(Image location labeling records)

**********

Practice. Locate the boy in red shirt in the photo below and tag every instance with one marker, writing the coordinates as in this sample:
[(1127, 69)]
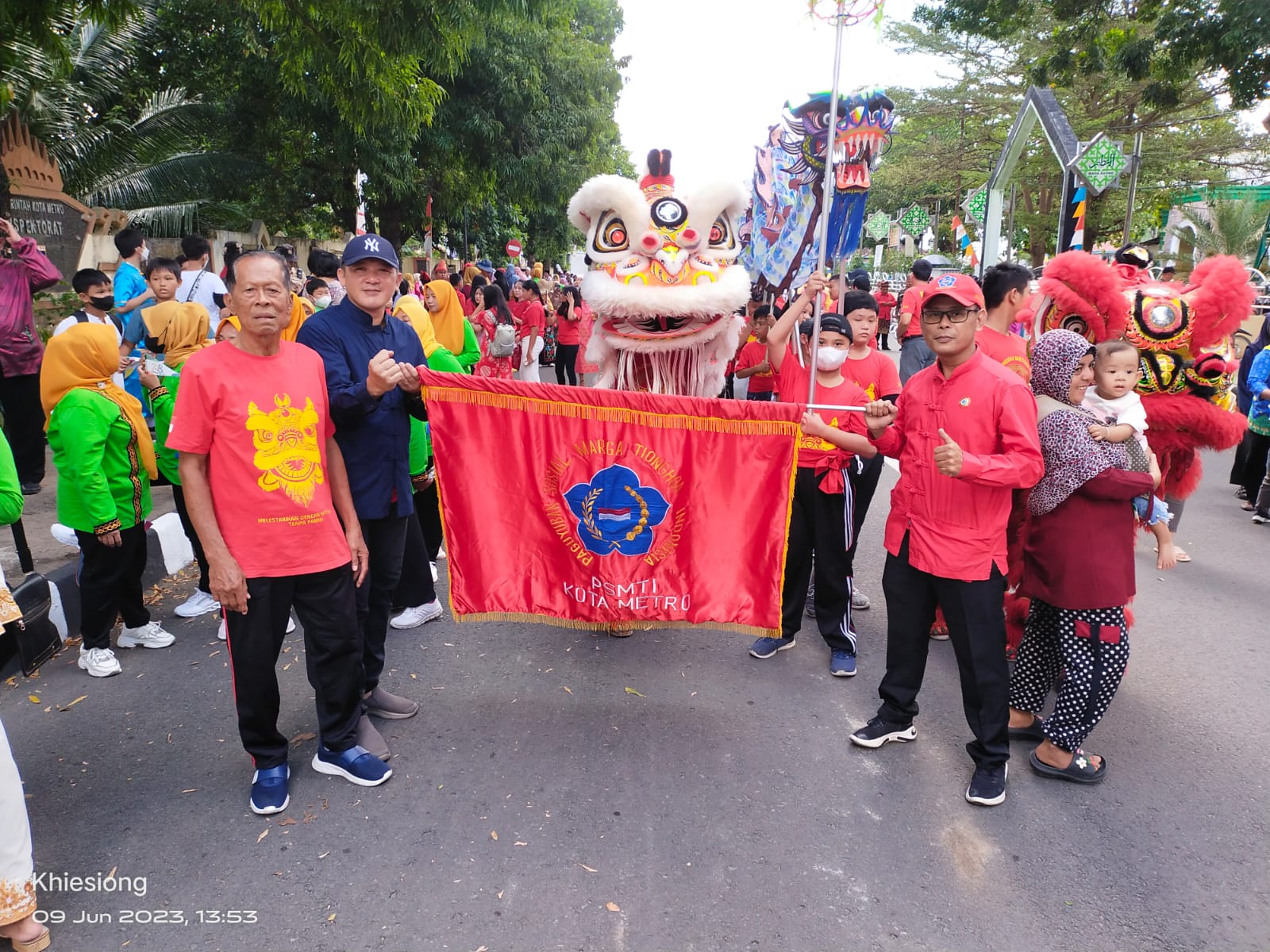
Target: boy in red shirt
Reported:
[(878, 378), (1005, 291), (752, 362), (964, 432), (821, 522), (887, 302)]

**********

Copy every line of the records above verbatim, omitting the pictures.

_IN RESPONSE_.
Practice. Locate the boy in red shirt in the photo below and tag every instance with one marker, writing the coordinates as in this sample:
[(1127, 69)]
Target: boy in red shirt
Reported:
[(878, 378), (1005, 291), (752, 362), (964, 432), (821, 522), (887, 302)]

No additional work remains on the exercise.